# Exercise requirements
Copy the records below, replacing each "outline" with "contour" and leaving everything else unchanged.

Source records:
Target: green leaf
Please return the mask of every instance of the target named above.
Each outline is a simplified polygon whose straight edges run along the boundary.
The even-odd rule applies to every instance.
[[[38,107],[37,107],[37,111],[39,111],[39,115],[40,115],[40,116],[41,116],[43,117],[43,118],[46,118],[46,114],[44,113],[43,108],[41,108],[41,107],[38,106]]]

# Complete output
Target: green leaf
Please return the mask of every instance of the target named above.
Each contour is a simplified polygon whose straight edges run along the boundary.
The even-odd rule applies to every instance.
[[[38,107],[37,107],[37,111],[39,111],[39,115],[40,115],[40,116],[41,116],[43,117],[43,118],[46,118],[46,114],[44,113],[43,108],[41,108],[41,107],[38,106]]]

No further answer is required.